-- Start EXCERPT PROVIDED --

A Rejection of Sklansky

[PairTheBoard]

This thread has nothing directly to do with the Bent Coin. Click on the Link I gave to the Thread where the quote came from. It's in Sklanksy's OP there which says absolutely nothing about the Bent Coin. His OP is a general description of what he means by probability. At the end of his OP he makes the statement I quoted as a General Principle which he wants more people to become aware of. This thread intends to treat it as that General Principle.

As such, you may apply it to the Bent Coin example if you want to. But I don't want this thread sidetracked by another debate about the Bent Coin. There are already a gazillion threads about that. If you want to post on one of them with a link to this one go ahead. Howver, I'm not debating with you about the Bent Coin here.

PairTheBoard

[Max Raker]

I think I agree with PTB. Given two options people are too inclined to assign them as 50 50. Their is even the old poker joke, I am on a flush draw, either I hit or I don't, it must be 50 50! The reasons why all possibilities are not equally likely often has to do with calculating degenercies (atleast in physics) and this is somewhat abstract math wise. (or it requires clever grouping of the terms in a sum) If I missed the whole point, PTB can correct me.

[PairTheBoard]

[ QUOTE ]
OK, I'm an idiot, but this is driving me nuts if the chance isn't 50%. The set-up stated 50% probability of a boy, which means 50% probability of a girl. Unless the fact the first child was girl indicates a bias towards girls, I don't see how it can't be 50%. But then, I missed the Monty Hall Problem the first time, though I do get the explanation.


[/ QUOTE ]

I pointed out the three Events,

E1 = Two boys
E2 = One Boy One Girl
E3 = Two Girls

People assume these 3 events are equally likely. They are not. You have to think past your assumption to see that.

Notice I said that for the Family with two children, One of the children is a girl. I did not say their Oldest Child is a girl. That would have made a big difference. So let's depict possible two child families with ordered pairs,

(k1,k2) where k1 is the oldest first born kid, and k2 the youngest.

Now look how two child families come to be. First k1 is born with 50-50 chance of being a boy or girl. Then k2 is independently born with the same 50-50 chance of being a boy or a girl. So,

P(k1=boy, k2=boy) = (.5)(.5) = 25%
P(k1=boy, k2=girl) = (.5)(.5) = 25%
P(k1=girl, k2=boy) = (.5)(.5) = 25%
P(k1=girl, k2=girl) = (.5)(.5) = 25%

So the event E1 = both boys = {(boy,boy)}
and P(E1) = 25%

E2 = one boy one girl = {(boy,girl),(girl,boy)}
and P(E2) = P(boy,girl)+P(girl,boy)= 50%

Similiarly, P(E3)=P(girl,girl)=25%

So your assumption that E1,E2,E3 were equally likely was not true. You should have thought past your intuitive Sklankyish assumption and looked closer at what the descriptions of E1,E2,E3 implied. As you can see now, saying that one of the children in the family is a girl just means that the family is either of the type E2 or the type E3. That's all it tells us. The family could be either (boy,girl),(girl,boy),or (girl,girl) but it's definitely Not (boy,boy).

-- End EXCERPT PROVIDED --
-- Start SOURCE RECORDS --

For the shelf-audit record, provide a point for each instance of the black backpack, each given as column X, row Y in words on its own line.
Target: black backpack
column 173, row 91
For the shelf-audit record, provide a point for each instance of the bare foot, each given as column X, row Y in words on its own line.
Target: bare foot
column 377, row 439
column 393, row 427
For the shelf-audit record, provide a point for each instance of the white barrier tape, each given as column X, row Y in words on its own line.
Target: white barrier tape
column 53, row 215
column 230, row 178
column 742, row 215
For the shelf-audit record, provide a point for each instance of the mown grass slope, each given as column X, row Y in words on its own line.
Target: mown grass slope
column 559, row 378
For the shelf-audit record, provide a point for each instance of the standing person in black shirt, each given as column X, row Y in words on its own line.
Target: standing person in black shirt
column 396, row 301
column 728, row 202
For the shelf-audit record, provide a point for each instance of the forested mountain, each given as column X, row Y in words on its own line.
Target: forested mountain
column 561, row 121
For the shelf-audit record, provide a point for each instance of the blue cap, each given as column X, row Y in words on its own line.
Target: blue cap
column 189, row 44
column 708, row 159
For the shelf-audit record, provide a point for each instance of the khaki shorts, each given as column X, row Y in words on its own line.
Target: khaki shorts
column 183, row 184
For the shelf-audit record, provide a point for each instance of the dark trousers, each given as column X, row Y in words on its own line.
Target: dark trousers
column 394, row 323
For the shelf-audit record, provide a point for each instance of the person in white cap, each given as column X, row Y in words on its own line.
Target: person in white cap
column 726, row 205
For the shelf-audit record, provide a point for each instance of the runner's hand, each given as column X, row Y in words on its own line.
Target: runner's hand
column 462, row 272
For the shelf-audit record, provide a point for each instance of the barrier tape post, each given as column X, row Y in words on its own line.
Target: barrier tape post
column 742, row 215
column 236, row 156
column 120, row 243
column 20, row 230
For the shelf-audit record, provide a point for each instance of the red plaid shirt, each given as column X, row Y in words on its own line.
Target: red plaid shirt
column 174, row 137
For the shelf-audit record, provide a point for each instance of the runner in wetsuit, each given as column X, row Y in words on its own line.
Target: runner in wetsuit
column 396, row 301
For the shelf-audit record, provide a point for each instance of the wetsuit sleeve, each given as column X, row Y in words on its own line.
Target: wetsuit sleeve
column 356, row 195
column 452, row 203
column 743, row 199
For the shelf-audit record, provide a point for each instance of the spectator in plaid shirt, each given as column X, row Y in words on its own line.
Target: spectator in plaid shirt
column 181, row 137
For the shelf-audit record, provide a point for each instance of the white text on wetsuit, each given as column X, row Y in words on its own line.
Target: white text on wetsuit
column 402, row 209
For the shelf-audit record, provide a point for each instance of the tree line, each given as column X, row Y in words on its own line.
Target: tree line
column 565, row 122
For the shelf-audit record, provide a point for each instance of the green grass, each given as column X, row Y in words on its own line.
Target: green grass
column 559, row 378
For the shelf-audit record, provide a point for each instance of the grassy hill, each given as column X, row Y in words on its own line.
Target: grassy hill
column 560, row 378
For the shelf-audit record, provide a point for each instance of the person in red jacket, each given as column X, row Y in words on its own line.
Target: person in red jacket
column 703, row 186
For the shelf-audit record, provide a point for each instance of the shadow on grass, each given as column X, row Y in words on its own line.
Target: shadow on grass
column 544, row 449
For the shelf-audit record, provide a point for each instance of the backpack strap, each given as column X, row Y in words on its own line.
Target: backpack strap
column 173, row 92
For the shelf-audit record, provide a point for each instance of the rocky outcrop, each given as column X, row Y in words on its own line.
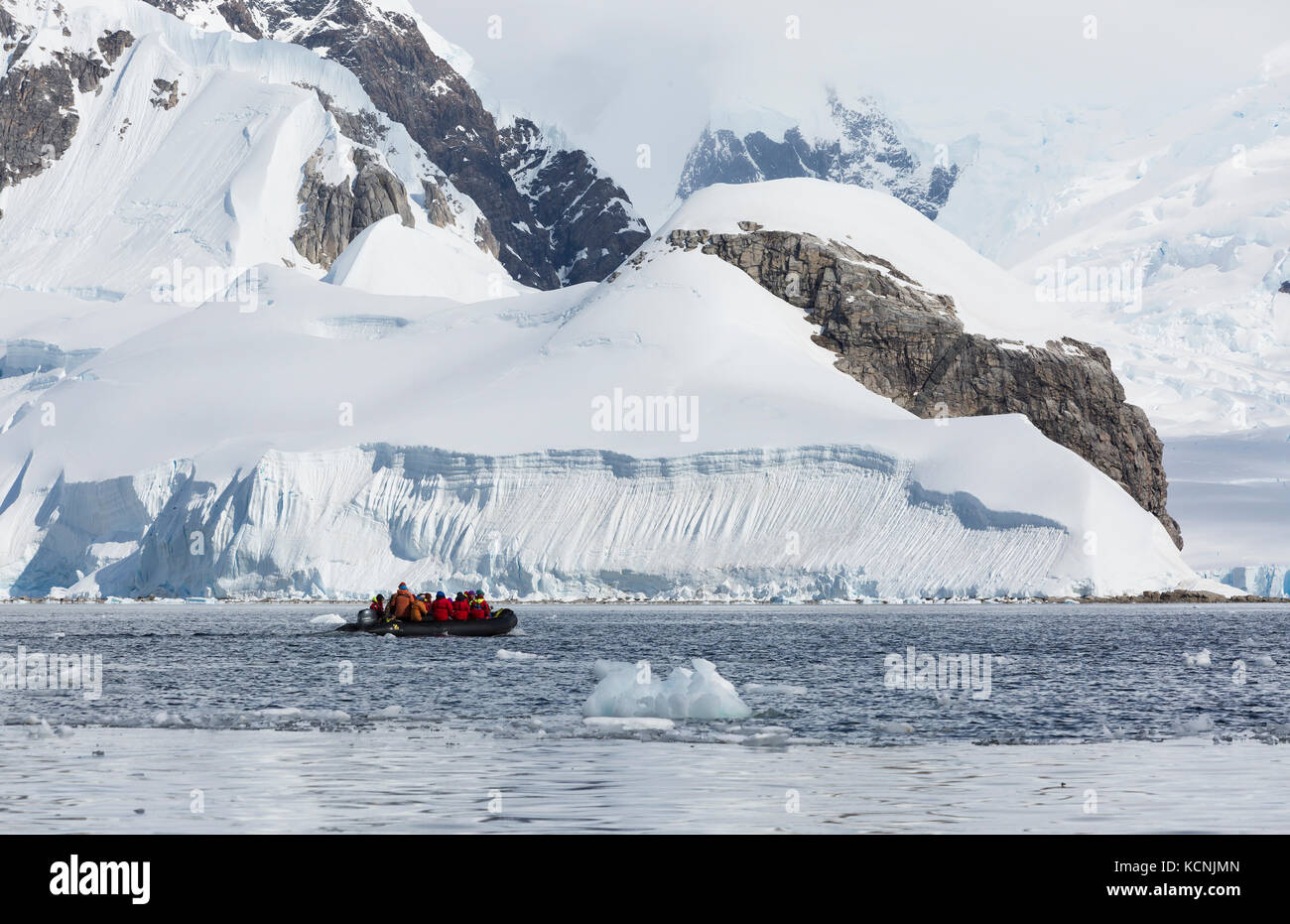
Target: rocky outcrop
column 335, row 213
column 568, row 195
column 38, row 104
column 166, row 93
column 907, row 343
column 864, row 149
column 38, row 120
column 443, row 112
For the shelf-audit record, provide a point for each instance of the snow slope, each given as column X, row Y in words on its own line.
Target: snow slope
column 146, row 194
column 390, row 260
column 323, row 443
column 1199, row 204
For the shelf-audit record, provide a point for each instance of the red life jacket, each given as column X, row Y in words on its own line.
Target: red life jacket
column 442, row 609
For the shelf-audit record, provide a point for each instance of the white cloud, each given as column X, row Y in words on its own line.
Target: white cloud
column 615, row 75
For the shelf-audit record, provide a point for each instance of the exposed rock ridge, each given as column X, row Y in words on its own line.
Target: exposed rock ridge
column 907, row 343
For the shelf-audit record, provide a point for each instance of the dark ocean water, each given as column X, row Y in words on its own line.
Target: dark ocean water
column 817, row 674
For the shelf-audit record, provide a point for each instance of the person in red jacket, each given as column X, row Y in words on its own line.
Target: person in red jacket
column 401, row 605
column 442, row 608
column 460, row 606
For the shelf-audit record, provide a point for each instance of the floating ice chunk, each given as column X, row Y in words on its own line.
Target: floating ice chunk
column 894, row 726
column 696, row 692
column 1201, row 723
column 1200, row 660
column 775, row 737
column 790, row 689
column 607, row 723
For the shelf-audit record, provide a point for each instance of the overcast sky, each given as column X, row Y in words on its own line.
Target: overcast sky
column 615, row 73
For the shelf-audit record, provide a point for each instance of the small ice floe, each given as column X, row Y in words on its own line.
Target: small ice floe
column 894, row 726
column 628, row 689
column 506, row 654
column 1196, row 726
column 1200, row 660
column 772, row 735
column 788, row 689
column 641, row 723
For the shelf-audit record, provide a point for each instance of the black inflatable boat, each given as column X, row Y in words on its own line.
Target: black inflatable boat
column 502, row 622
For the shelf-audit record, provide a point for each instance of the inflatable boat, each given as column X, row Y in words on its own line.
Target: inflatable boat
column 499, row 623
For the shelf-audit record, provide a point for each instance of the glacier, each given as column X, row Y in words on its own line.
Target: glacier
column 314, row 447
column 411, row 413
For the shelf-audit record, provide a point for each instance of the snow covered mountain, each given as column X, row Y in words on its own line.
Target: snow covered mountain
column 846, row 143
column 572, row 201
column 1175, row 234
column 141, row 154
column 1172, row 236
column 420, row 80
column 282, row 273
column 675, row 431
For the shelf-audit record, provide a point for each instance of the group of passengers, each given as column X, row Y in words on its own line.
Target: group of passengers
column 404, row 604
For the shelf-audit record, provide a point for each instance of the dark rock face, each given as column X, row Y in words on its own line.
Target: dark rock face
column 38, row 115
column 907, row 343
column 334, row 214
column 166, row 93
column 867, row 151
column 580, row 206
column 37, row 120
column 114, row 44
column 443, row 114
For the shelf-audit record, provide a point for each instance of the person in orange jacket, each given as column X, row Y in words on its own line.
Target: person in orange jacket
column 460, row 606
column 442, row 609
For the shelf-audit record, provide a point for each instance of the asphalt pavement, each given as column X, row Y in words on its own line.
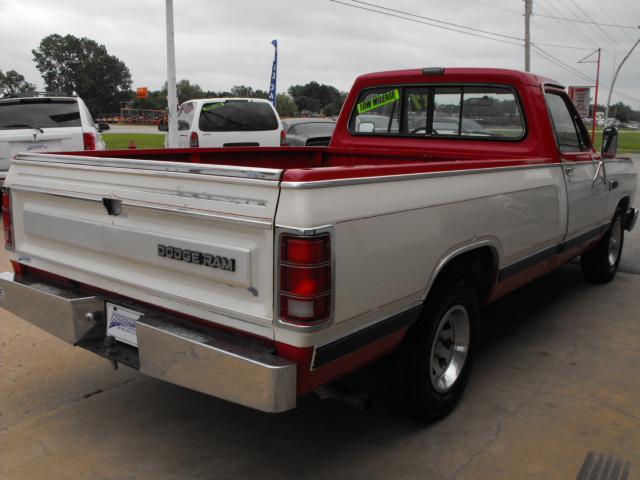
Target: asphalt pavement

-- End SOURCE RECORDS --

▸ SET PROBLEM 1: In the forum thread, what probability does PairTheBoard give for the event of one boy and one girl?
▸ SET PROBLEM 2: Duplicate the listing starting at its first line and ending at the line that contains "column 173, row 91", with both of those lines included.
The forum thread and the listing are unrelated to each other.

▸ WORKED ANSWER 1: 50%

▸ WORKED ANSWER 2:
For the shelf-audit record, provide a point for each instance of the black backpack, each given as column X, row Y in words on its own line.
Target: black backpack
column 173, row 91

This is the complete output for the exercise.